-- BEGIN Source records --
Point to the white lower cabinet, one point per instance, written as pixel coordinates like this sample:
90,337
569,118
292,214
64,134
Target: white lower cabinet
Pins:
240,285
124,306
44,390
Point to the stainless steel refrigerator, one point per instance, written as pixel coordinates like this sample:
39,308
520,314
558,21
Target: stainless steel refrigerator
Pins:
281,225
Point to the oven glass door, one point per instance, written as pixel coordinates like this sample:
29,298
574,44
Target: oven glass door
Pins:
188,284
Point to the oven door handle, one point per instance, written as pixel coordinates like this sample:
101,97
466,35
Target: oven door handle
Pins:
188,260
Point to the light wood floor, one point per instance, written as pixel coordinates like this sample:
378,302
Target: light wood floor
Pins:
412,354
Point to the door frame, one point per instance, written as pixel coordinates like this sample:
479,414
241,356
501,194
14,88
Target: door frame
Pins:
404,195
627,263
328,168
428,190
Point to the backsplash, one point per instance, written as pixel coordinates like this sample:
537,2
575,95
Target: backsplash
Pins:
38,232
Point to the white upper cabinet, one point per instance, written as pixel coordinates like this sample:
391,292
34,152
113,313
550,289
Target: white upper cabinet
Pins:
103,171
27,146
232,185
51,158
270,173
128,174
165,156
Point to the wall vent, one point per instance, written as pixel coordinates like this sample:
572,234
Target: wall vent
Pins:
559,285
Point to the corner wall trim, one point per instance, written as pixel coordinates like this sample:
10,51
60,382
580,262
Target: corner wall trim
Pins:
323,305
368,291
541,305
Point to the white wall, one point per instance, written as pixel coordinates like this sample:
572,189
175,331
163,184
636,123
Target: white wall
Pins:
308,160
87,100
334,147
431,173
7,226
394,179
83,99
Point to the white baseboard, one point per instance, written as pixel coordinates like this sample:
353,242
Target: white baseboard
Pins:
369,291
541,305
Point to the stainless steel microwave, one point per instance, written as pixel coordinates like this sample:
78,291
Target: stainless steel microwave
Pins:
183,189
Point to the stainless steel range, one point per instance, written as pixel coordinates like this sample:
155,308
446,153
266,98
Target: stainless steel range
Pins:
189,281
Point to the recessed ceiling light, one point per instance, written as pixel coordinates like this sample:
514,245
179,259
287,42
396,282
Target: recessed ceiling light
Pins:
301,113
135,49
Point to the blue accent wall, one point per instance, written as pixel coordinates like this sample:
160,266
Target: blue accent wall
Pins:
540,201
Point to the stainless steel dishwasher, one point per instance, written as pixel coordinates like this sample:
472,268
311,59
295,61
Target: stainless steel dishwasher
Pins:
-- END Source records --
- [Exercise prompt] Can you copy out every one of the entries above, line for line, with no changes?

- [Answer in full]
Point to the white lower cabinet, one point per instance, written as pixel coordinates like this sample:
90,337
569,118
292,214
64,134
Target: white lower cabinet
Pins:
240,285
124,306
44,390
Point to the stainless steel refrigerator, one point per instance, written as pixel coordinates like this sample:
39,308
520,314
558,21
Target: stainless steel refrigerator
Pins:
281,225
Point to the oven glass door, one point per instance, written as pixel coordinates like this sample:
29,298
574,44
Target: oven glass door
Pins:
188,284
Point to the oven door handle, one point per instance, written as pixel coordinates like this sample:
101,97
466,35
Target: oven door handle
Pins:
188,260
Point to the light wood floor, one point per instance, written as pixel coordinates like this sample:
378,302
Target: light wood floor
Pins:
412,354
Point to the door frame, one point per instance, written as pixel coordinates like this sample:
479,414
241,356
501,194
14,88
Target: door frame
Pins:
404,195
627,263
328,168
428,190
Point to the backsplash, one point per instance, written as pixel coordinates like this sample:
537,2
575,95
Target: backsplash
Pins:
38,232
Point to the white upper cabinet, one point per instance, written as pixel coordinates like this sample:
391,292
34,152
113,313
550,289
Target: white upper cabinet
Pins:
103,171
27,146
232,185
51,158
270,173
128,174
165,156
Point to the wall vent, one point per instance, written as pixel coordinates like this sample:
572,234
Target: wall vent
Pins:
559,285
Point to the corner wall trim, one point per instance, written as pixel coordinates like this sample:
10,51
60,382
580,262
Target: corner wall trim
Pins:
323,305
368,291
541,305
Point to the white wall, one point per instance, written as pixel coordinates like this sample:
572,189
175,331
163,184
636,123
Target: white wall
Pins:
308,160
87,100
334,147
431,173
7,226
394,179
83,99
Point to the white baseboard, one point per instance, written as pixel coordinates like this sample:
353,242
Target: white baseboard
Pins:
369,291
541,305
Point to the stainless steel microwave, one point per instance, written as pixel coordinates like this sample:
78,291
Target: stainless steel microwave
Pins:
183,189
Point to the stainless steel range, one point per instance, written as pixel coordinates like this sample:
155,308
446,153
266,98
Target: stainless steel range
Pins:
189,281
Point to the recessed ceiling light, one point per instance, written as pixel coordinates like this sample:
514,245
179,259
287,42
396,282
Target: recessed ceiling light
Pins:
301,113
135,49
Point to the blue accent wall, one point per instance, written as pixel coordinates like this sample:
160,266
Target: blue accent wall
Pins:
540,201
Point to the stainless steel dishwasher, one point per instance, written as pixel coordinates like this sample:
472,268
311,59
295,61
Target: stainless steel dishwasher
Pins:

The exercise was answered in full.